Exercise:
Please copy out all of the records below word for word, omitting the pictures.

Point placement records:
------------------------------------
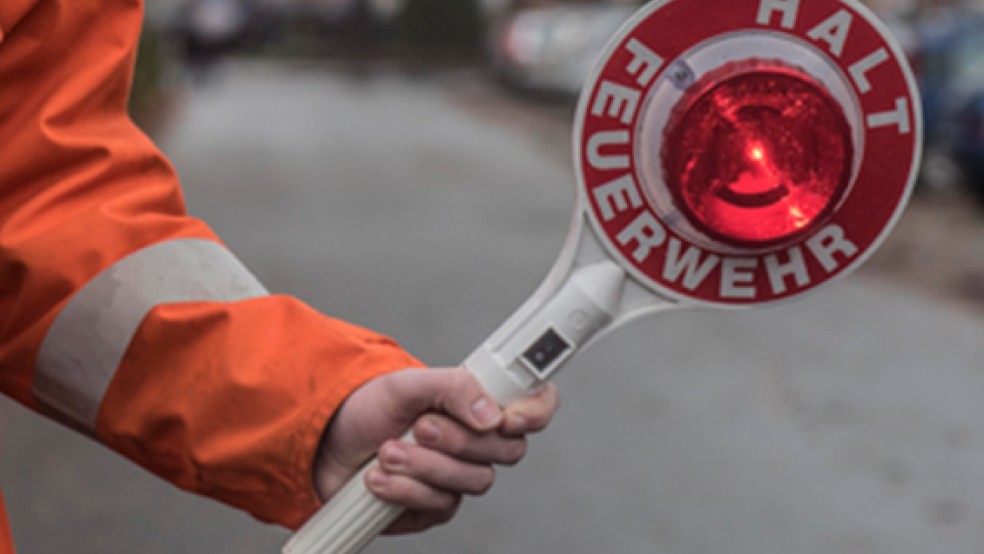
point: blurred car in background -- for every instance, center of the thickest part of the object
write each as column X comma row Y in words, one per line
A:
column 949, row 62
column 552, row 49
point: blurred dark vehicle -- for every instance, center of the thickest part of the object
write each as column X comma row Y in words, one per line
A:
column 969, row 144
column 553, row 49
column 949, row 61
column 208, row 29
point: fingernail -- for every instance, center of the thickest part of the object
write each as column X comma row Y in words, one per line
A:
column 516, row 422
column 377, row 480
column 427, row 432
column 395, row 455
column 486, row 412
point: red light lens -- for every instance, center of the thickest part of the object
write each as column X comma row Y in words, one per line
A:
column 759, row 156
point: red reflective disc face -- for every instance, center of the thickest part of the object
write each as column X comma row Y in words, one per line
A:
column 758, row 157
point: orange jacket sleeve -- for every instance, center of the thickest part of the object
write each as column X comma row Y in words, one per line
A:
column 123, row 317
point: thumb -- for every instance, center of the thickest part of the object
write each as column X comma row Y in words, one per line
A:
column 453, row 391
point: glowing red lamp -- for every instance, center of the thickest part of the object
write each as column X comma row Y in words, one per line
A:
column 757, row 154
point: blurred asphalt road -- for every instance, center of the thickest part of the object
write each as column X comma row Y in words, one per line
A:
column 850, row 422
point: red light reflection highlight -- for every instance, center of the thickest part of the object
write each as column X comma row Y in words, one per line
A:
column 758, row 155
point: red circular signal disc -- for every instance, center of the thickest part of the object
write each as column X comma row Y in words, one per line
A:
column 757, row 154
column 784, row 190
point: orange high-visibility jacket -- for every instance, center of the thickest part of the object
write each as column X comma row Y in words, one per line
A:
column 125, row 318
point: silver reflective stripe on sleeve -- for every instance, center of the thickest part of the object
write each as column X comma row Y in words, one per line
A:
column 86, row 343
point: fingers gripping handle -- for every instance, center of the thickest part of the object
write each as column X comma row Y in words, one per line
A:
column 534, row 347
column 354, row 516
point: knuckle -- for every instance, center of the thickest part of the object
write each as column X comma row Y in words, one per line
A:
column 515, row 452
column 448, row 503
column 484, row 481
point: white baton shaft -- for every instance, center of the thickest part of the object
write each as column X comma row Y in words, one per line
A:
column 534, row 346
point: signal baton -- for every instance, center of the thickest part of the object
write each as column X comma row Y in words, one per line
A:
column 723, row 160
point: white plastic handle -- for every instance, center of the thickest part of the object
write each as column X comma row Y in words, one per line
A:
column 519, row 358
column 354, row 516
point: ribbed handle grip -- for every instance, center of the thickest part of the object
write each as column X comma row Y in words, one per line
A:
column 349, row 522
column 354, row 516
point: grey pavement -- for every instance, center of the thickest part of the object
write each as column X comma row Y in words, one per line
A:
column 851, row 421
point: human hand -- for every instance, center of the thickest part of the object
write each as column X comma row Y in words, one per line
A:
column 460, row 432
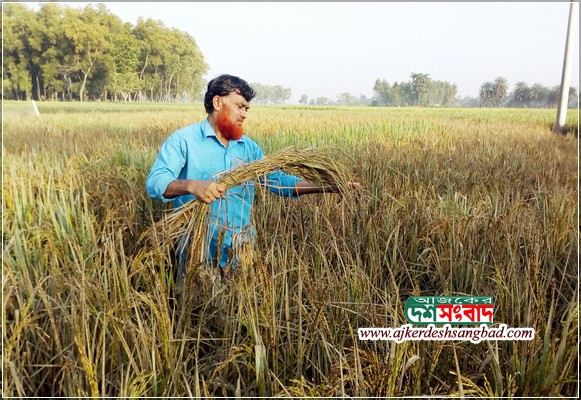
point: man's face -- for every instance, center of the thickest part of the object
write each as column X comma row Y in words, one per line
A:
column 231, row 115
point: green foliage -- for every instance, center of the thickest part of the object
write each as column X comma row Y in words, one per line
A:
column 270, row 94
column 62, row 52
column 455, row 202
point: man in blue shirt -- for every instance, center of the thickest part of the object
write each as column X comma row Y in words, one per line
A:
column 190, row 158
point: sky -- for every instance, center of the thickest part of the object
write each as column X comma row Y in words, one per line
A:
column 327, row 48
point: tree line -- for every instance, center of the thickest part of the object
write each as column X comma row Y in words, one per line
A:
column 66, row 53
column 420, row 90
column 495, row 94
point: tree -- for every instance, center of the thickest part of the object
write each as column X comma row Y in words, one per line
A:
------------------------------------
Response to the exercise:
point: blurred car in background -- for every instance, center of the thickest part of the object
write each as column X comma row Y in words, one per line
A:
column 949, row 62
column 552, row 49
point: blurred dark vehicle -- for every instance, center of the thickest part of the object
write each as column X comma row Y in words, one per line
A:
column 969, row 144
column 553, row 49
column 949, row 61
column 208, row 29
point: fingernail -- for every instance, center of the thickest part of the object
write each as column X comma row Y in words, one per line
A:
column 516, row 422
column 377, row 480
column 427, row 432
column 395, row 455
column 486, row 412
point: red light lens -- for every instance, center of the thickest part of the object
write each as column X comma row Y in words, one per line
A:
column 759, row 156
point: red reflective disc face -- for every instance, center of the thickest part of the object
write each as column X comma row Y in words, one per line
A:
column 758, row 157
point: orange jacket sleeve -- for every instance, center of the thickest part of the object
write each as column X comma row Y in words, one per line
A:
column 123, row 317
point: thumb -- for every instance, center of the thickest part of the object
write each as column X comma row Y in words, one per line
A:
column 453, row 391
point: glowing red lamp -- for every instance, center of the thickest part of the object
write each as column X comma row Y in words, one per line
A:
column 757, row 154
point: blurred asphalt road -- for every instance, center of the thickest part of the object
write each as column X comma row Y in words, one per line
A:
column 850, row 422
point: red light reflection highlight -- for every instance, center of the thickest part of the object
write each as column X comma row Y in words, one per line
A:
column 758, row 155
point: red circular signal disc -- for every instance, center of the thickest part of the object
write each as column X comma row Y in words, one per line
A:
column 757, row 154
column 784, row 190
point: orange high-visibility jacket -- for every instance, center of the thickest part of the object
write each as column X comma row Y in words, one per line
A:
column 125, row 318
point: silver reflective stripe on sleeve -- for every instance, center of the thickest part of the object
write each as column X comma row Y in words, one per line
A:
column 86, row 343
point: fingers gripping handle -- for every instance, center of the thickest part of the object
write each as column X comma row Y in words, one per line
A:
column 534, row 347
column 354, row 516
point: knuckle -- for every instance, center of the thickest part of the object
write each as column X comma row Y in words, one per line
A:
column 515, row 452
column 448, row 503
column 484, row 481
point: white baton shaft -- for every instance, center of the thickest part of the object
write each as column X comma row Y in words, one per line
A:
column 534, row 346
point: signal baton -- for every instance, center of the thickest part of the object
write each as column X comma row Y in words, one per line
A:
column 723, row 160
point: white plastic handle -- for every instance, center of the thickest part of the object
write each as column X comma row Y in words, one per line
A:
column 519, row 358
column 354, row 516
point: ribbed handle grip -- for every instance, center of the thickest part of the object
write each as column X comma row Y in words, one per line
A:
column 349, row 522
column 354, row 516
point: grey pavement -- for every instance, center of the thickest part of the object
write each as column X comma row Y in words, one per line
A:
column 851, row 421
point: human hand -- for every instance, center of the thickest part of the object
write each as column X comma row Y in words, one per line
A:
column 460, row 432
point: man's face -- for every instance, center of the thickest part of the object
write each as column X comma row Y in words, one per line
A:
column 231, row 115
point: green foliage -- for every instance, center of the thickest part of the object
write each as column X comma row Y in words, one per line
A:
column 270, row 94
column 62, row 52
column 455, row 202
point: man in blue shirt -- for every instance, center of the thickest part of the object
write each as column X comma row Y in words, one per line
A:
column 190, row 158
point: sky -- for every instance, center of the thickest part of the object
write each as column X comma row Y in words, one per line
A:
column 327, row 48
point: tree line -- for every instance, center of the thickest part of the object
write each as column X comma row Y in words, one per line
A:
column 66, row 53
column 420, row 90
column 495, row 94
point: tree -- for every instance, center of the thickest part of the object
write each as column X comma row Y in words, one per line
A:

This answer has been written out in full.